* [GIVEN DATA]
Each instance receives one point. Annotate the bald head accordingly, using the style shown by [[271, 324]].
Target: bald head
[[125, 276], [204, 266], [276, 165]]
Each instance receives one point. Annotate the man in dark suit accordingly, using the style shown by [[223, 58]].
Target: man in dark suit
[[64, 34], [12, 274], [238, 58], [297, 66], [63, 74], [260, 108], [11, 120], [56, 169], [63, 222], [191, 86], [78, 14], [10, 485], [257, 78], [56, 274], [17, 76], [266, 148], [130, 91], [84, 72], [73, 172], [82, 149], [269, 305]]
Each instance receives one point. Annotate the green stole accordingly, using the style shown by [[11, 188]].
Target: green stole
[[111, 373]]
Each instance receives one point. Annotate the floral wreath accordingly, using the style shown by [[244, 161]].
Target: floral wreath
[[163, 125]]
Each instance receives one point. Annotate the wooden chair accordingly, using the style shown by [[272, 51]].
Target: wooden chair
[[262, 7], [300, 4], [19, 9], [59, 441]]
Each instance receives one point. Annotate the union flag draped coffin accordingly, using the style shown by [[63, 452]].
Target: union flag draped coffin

* [WHAT NEEDS TO BE DONE]
Your task is to set down all of the entries exactly as they appear.

* [SOLUTION]
Each instance receives one point. Annotate the bald head accordingly, using the style shown by [[271, 324]].
Target: bald head
[[125, 276], [204, 266], [276, 165]]
Each instance receives one point. Annotate the man in dark suit accordingly, using the style shown by [[223, 58]].
Target: man in dark suit
[[64, 34], [12, 274], [238, 58], [297, 66], [63, 74], [260, 108], [11, 120], [56, 169], [63, 222], [191, 86], [78, 14], [10, 485], [257, 78], [56, 274], [17, 76], [266, 148], [130, 91], [84, 72], [73, 172], [82, 149], [269, 305]]
Each instance receives one point. Annotate the green stole accordingly, using the style shown by [[11, 188]].
Target: green stole
[[111, 373]]
Each instance receives one point. Annotate the floral wreath accordingly, using the style shown by [[244, 161]].
Target: floral wreath
[[163, 125]]
Each instance receives one point. Annotate the wooden chair accordingly, using the style shown by [[272, 51]].
Target: wooden chair
[[262, 7], [300, 4], [19, 9], [59, 441]]
Each instance receives one point. Annotate the union flag draped coffin accordingly, using the style shown by [[63, 452]].
Target: union flag draped coffin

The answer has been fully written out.